Extracted records:
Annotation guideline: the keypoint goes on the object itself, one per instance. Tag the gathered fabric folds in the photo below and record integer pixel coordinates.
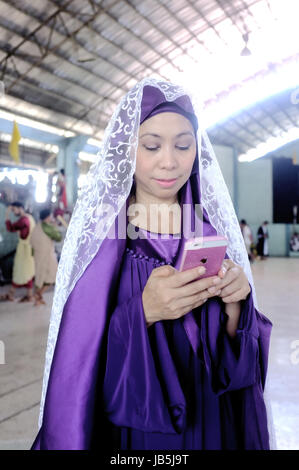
(159, 394)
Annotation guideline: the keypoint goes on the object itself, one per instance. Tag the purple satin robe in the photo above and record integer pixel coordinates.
(158, 393)
(183, 384)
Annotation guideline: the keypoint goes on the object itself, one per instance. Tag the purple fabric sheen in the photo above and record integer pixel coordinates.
(153, 102)
(137, 362)
(78, 368)
(70, 398)
(132, 391)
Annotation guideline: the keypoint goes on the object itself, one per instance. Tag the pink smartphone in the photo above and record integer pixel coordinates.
(204, 251)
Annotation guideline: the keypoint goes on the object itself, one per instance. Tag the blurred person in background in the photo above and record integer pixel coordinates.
(248, 238)
(43, 237)
(262, 244)
(23, 267)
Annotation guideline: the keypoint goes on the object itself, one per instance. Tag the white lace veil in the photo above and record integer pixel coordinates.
(108, 186)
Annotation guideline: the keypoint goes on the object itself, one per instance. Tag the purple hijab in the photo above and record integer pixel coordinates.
(78, 365)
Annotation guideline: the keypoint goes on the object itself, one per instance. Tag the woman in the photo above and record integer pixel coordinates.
(150, 357)
(23, 264)
(45, 260)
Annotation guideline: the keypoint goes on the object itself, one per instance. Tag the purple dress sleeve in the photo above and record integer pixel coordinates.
(134, 395)
(22, 225)
(239, 362)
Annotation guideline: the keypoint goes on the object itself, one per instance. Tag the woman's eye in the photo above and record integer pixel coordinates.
(183, 147)
(151, 149)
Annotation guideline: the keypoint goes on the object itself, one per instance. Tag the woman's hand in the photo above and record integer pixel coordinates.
(170, 294)
(233, 283)
(7, 212)
(234, 287)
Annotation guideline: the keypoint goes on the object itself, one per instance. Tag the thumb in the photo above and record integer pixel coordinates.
(165, 271)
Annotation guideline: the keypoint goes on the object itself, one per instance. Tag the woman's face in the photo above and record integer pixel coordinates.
(165, 155)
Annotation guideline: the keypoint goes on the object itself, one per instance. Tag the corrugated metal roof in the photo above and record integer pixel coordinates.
(68, 62)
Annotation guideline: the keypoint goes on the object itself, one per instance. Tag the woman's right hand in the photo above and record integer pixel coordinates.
(170, 294)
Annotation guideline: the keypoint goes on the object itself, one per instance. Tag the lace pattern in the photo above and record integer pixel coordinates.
(108, 185)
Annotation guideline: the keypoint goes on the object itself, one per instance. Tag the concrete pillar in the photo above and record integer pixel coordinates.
(67, 159)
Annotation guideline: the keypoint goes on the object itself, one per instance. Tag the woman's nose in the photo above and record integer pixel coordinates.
(168, 159)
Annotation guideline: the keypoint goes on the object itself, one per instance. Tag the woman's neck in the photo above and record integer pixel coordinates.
(155, 215)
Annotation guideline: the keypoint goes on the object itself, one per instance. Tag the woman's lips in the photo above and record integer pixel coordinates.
(166, 183)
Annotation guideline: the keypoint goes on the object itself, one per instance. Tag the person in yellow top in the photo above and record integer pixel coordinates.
(42, 241)
(23, 266)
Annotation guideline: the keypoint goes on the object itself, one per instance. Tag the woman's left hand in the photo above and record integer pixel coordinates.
(234, 285)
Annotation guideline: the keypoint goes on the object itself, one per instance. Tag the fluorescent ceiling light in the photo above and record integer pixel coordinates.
(87, 157)
(95, 142)
(272, 144)
(35, 124)
(50, 148)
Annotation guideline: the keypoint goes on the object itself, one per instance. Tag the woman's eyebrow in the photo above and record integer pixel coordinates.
(178, 135)
(149, 133)
(185, 133)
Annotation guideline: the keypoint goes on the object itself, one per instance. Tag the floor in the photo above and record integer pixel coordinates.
(23, 335)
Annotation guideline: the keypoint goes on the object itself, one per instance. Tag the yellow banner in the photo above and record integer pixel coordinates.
(14, 143)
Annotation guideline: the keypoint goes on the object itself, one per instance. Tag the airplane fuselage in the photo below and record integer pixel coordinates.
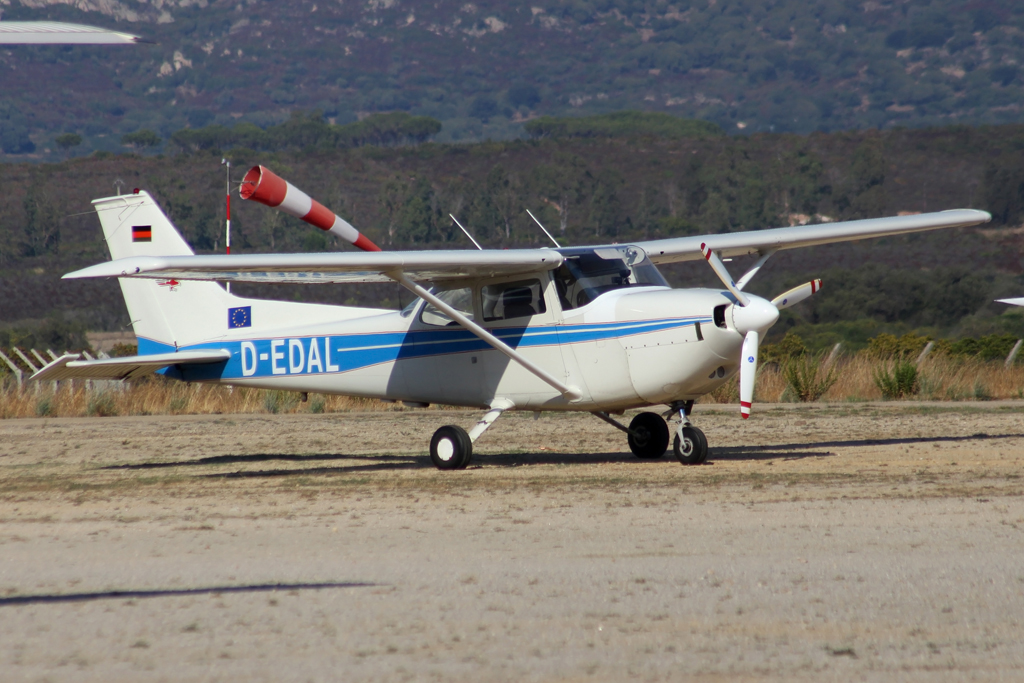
(630, 347)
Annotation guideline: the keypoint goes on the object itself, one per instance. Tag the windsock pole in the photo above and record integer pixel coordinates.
(227, 222)
(261, 184)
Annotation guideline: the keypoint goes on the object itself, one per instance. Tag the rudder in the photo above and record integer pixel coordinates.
(165, 314)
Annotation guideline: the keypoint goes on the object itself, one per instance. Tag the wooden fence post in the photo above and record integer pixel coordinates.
(1013, 352)
(13, 368)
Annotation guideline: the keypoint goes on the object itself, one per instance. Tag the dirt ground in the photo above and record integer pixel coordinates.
(842, 542)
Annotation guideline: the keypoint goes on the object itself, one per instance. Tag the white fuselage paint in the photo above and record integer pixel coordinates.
(628, 348)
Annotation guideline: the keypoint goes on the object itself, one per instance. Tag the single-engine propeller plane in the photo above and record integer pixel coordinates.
(593, 329)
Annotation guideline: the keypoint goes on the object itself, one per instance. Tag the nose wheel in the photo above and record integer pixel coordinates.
(690, 445)
(451, 447)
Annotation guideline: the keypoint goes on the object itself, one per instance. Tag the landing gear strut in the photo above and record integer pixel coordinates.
(452, 446)
(690, 444)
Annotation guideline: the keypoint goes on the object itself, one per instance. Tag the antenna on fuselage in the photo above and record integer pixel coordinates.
(544, 228)
(466, 231)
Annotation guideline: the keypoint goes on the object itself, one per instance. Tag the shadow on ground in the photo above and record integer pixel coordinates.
(378, 463)
(131, 595)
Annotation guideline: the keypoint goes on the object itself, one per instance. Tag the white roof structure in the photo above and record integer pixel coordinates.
(58, 33)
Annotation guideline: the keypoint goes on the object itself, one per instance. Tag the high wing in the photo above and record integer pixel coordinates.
(738, 244)
(336, 267)
(69, 368)
(451, 265)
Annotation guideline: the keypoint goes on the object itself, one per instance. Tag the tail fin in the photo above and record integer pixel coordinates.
(166, 314)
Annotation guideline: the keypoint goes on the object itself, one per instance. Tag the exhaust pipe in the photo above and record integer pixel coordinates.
(263, 185)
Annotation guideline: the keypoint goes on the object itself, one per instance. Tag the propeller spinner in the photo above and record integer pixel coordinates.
(751, 316)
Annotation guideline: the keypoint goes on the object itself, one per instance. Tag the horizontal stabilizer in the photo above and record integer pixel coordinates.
(69, 368)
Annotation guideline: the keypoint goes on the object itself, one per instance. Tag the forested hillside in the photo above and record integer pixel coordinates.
(586, 190)
(484, 68)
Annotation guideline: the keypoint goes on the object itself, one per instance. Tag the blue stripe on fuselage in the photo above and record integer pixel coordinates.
(281, 356)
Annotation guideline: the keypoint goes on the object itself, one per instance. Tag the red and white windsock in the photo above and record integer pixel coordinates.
(261, 184)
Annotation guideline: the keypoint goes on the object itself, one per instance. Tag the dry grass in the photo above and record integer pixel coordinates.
(941, 379)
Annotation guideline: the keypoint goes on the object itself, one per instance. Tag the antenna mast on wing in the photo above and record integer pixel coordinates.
(466, 231)
(544, 228)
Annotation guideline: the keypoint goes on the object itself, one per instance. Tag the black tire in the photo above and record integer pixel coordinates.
(693, 447)
(451, 447)
(649, 436)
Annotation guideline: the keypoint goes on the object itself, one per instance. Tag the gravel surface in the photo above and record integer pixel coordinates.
(838, 542)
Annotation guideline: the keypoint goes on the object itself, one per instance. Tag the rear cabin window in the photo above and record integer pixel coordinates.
(508, 300)
(587, 273)
(460, 299)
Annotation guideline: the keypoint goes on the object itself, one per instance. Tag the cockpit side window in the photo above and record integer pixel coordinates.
(587, 273)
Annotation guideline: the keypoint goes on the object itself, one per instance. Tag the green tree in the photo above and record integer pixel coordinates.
(67, 141)
(141, 138)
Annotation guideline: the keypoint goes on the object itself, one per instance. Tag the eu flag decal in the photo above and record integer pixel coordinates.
(240, 317)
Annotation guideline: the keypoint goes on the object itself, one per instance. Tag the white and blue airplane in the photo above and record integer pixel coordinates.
(593, 329)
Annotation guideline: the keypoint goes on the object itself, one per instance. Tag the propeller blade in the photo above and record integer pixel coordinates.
(723, 274)
(797, 294)
(748, 373)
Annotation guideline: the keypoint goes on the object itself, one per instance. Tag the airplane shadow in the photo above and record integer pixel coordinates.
(266, 457)
(377, 463)
(131, 595)
(766, 452)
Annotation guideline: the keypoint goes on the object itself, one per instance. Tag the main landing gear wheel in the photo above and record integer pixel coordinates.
(692, 449)
(648, 435)
(451, 447)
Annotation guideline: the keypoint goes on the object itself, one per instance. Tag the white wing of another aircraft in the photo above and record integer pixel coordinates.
(450, 265)
(58, 33)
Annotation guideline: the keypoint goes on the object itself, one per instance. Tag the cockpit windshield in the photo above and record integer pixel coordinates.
(587, 273)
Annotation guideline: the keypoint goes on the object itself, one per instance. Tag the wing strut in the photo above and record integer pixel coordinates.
(570, 393)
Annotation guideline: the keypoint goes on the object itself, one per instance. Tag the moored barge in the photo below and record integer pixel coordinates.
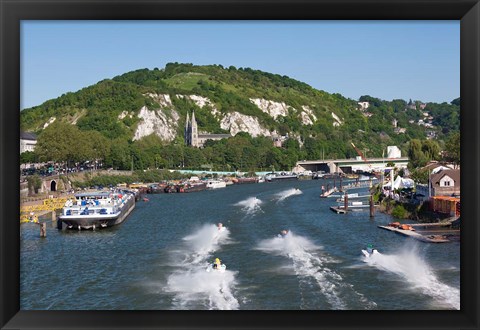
(99, 209)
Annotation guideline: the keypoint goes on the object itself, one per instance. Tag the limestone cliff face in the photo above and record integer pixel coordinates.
(236, 122)
(164, 122)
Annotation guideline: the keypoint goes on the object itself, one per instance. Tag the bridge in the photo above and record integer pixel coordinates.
(351, 165)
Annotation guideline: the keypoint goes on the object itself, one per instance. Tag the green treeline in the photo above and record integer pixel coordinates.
(102, 120)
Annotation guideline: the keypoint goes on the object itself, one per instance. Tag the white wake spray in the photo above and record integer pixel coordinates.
(250, 206)
(287, 193)
(309, 264)
(192, 285)
(415, 271)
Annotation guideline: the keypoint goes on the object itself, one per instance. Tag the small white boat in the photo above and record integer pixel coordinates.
(215, 184)
(212, 268)
(369, 252)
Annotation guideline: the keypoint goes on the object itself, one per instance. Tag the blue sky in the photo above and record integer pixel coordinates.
(418, 60)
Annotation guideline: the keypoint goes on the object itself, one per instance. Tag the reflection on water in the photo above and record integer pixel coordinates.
(157, 259)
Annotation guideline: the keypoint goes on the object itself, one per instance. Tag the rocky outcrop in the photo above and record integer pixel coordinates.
(236, 122)
(157, 122)
(337, 122)
(274, 109)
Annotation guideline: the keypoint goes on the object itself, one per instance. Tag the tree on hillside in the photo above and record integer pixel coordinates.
(61, 142)
(431, 150)
(416, 155)
(452, 149)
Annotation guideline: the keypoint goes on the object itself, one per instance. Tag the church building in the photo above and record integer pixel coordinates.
(192, 136)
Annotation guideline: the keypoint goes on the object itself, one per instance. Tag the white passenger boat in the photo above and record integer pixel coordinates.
(274, 176)
(98, 209)
(215, 184)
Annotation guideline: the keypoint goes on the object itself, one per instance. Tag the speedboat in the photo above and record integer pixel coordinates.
(283, 233)
(369, 251)
(215, 268)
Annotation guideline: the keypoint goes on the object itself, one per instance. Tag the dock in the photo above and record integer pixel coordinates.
(340, 209)
(415, 235)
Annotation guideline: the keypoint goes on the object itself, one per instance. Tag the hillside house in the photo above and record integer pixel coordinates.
(445, 182)
(27, 141)
(363, 105)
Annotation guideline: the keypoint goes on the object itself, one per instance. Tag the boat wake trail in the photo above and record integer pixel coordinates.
(412, 268)
(287, 193)
(250, 206)
(195, 288)
(310, 266)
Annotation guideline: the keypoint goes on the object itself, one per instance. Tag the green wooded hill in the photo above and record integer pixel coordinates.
(322, 124)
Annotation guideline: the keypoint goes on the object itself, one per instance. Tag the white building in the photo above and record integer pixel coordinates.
(393, 152)
(363, 105)
(27, 141)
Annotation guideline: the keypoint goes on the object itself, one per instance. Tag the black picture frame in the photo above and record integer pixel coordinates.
(13, 11)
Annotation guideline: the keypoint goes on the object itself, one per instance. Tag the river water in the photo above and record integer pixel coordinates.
(156, 259)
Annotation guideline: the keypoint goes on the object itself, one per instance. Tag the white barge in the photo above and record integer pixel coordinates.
(99, 209)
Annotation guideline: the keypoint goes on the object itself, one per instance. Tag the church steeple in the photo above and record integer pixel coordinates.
(186, 133)
(194, 131)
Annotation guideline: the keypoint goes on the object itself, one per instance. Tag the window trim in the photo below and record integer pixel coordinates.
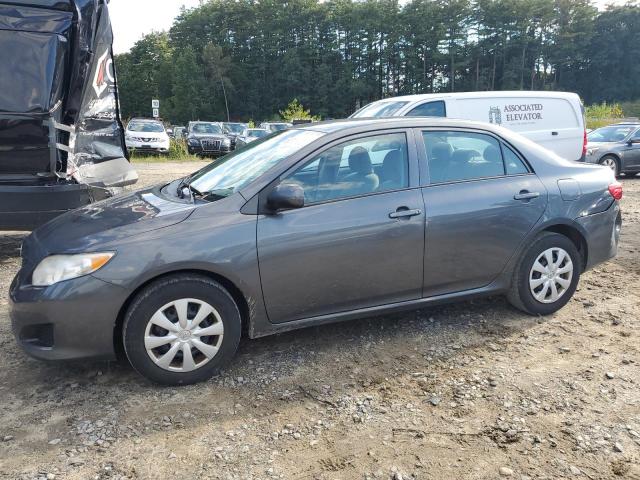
(424, 103)
(412, 159)
(425, 178)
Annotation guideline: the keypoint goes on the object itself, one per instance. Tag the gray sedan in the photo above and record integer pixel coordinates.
(315, 224)
(617, 147)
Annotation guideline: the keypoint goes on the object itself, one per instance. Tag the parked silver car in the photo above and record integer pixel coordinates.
(312, 225)
(617, 147)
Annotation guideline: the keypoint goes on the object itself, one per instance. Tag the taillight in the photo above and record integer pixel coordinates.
(615, 189)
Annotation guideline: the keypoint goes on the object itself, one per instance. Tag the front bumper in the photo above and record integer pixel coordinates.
(602, 234)
(209, 152)
(71, 320)
(151, 147)
(27, 206)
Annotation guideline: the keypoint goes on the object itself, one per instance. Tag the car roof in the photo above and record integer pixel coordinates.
(364, 124)
(487, 94)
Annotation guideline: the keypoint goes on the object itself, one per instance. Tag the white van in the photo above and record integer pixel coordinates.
(554, 120)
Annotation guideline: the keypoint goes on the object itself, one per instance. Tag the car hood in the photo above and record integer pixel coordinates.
(161, 135)
(217, 136)
(110, 220)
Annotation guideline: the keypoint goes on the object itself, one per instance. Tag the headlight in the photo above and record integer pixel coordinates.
(57, 268)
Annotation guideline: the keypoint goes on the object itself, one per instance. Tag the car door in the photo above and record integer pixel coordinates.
(631, 152)
(359, 240)
(481, 200)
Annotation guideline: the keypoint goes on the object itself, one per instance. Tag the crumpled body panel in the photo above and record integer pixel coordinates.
(59, 112)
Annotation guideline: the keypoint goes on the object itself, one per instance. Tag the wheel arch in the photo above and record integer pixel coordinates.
(573, 233)
(231, 287)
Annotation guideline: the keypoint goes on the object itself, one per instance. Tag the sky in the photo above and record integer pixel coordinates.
(131, 19)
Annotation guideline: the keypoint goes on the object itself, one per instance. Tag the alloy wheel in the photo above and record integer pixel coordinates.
(550, 275)
(184, 335)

Exercise details: From the line holding "Tag the wheel" through the last line above, reproduce each line exactly and add nothing.

Answer to this exercise:
Annotation guideline: the keypoint goes on the object itself, one per instance. Tag the wheel arch in the photo above and record integer pixel coordinates.
(573, 233)
(231, 287)
Annotation guideline: the keypoint goes on the object itself, one per instance. Tag the sky in the photo above and record integer pixel coordinates.
(131, 19)
Annotation guideline: the keypoint goes on the object itself, one per instance. Tag the alloy wheel in the photo above and record integer pixel coordinates.
(550, 275)
(184, 335)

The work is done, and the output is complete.